▶ Stated problem A: From the cannabis regulation passage, copy the text between "Perhaps, governments—at state" and "can be found.", inclusive.
▶ Stated problem B:
Using the cannabis regulation passage, answer these questions:
(i) What position does Paul Armentano hold?
(ii) Which study does Armentano cite about teens' use of alcohol and tobacco?
(iii) According to the passage, what problem does having no regulation lead to?
▶ Stated problem C: Translate this sentence from the cannabis regulation passage into Spanish: "No regulation leads to problems like selling fake or ineffective products—possibly even dangerous ones."

══ Given passage

When I ask Paul Armentano, deputy director of the NORML Foundation, about this, he says, “Just as alcohol prohibition took the production and sale of booze out of the hands of licensed businesses and placed it into the hands of organized crime, marijuana prohibition takes the retail cannabis market away from licensed entrepreneurs and places it into the hands of black-market criminals and cartels that settle their business disputes with violence rather than through courts of law.” He adds, “By contrast, legalizing and regulating the adult use of cannabis provides necessary controls and transparency to the existing market—allowing regulators to better govern who can legally produce and distribute the product as well as who may legally consume it.”


Keeping control


Just because someone thinks that cannabis should be legal, that’s not the same as wanting some wild-west approach with no rules. “Americans do not desire replacing criminalization with a marijuana free-for-all,” Armentano says. “Rather, they support the enactment of a pragmatic regulatory framework that allows for the licensed commercial production and retail sale of marijuana to adults, but that also restricts and discourages its use among young people.”


That framework could look like alcohol or tobacco regulation, and some evidence suggests that might work fine. “Regulations already exist governing the use, production and retail distribution of alcohol and tobacco,” Armentano notes. Those regulations, plus public-health campaigns, seem to be working, especially for teens. Armentano says that according to the results of the 2016 Monitoring the Future Study—a federally commissioned annual survey of youth drug use—“teens’ use of alcohol and tobacco now stand at historic lows.”


So, maybe the way forward with cannabis could benefit from similar methods. But maybe it doesn’t require all the same constraints. For example, Armentano calls alcohol and tobacco “two substances that are far more dangerous and costlier to society than is the responsible adult use of cannabis.” 


Perhaps, governments—at state and federal levels—must decide what is enough. The best solution could be a balanced one. “Advocating for marijuana’s continued criminalization does nothing to offset the plant’s potential risks to the individual user and to society,” Armentano says. “It only compounds them.” Conversely, making any nation a wild west of cannabis could cause other issues. No regulation leads to problems like selling fake or ineffective products—possibly even dangerous ones. If people on different sides of the cannabis fence could understand each other a little better, maybe a reasonable balance can be found.

════
══ Supplied information

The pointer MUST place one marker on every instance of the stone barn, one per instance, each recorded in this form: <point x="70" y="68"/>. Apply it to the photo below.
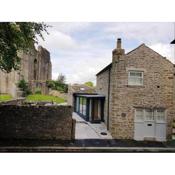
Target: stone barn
<point x="35" y="69"/>
<point x="139" y="89"/>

════

▶ Exercise result A:
Perhaps, governments—at state and federal levels—must decide what is enough. The best solution could be a balanced one. “Advocating for marijuana’s continued criminalization does nothing to offset the plant’s potential risks to the individual user and to society,” Armentano says. “It only compounds them.” Conversely, making any nation a wild west of cannabis could cause other issues. No regulation leads to problems like selling fake or ineffective products—possibly even dangerous ones. If people on different sides of the cannabis fence could understand each other a little better, maybe a reasonable balance can be found.

▶ Exercise result B:
(i) Deputy director of the NORML Foundation.
(ii) The 2016 Monitoring the Future Study.
(iii) Selling fake or ineffective products, possibly even dangerous ones.

▶ Exercise result C: La ausencia de regulación conduce a problemas como la venta de productos falsos o ineficaces, posiblemente incluso peligrosos.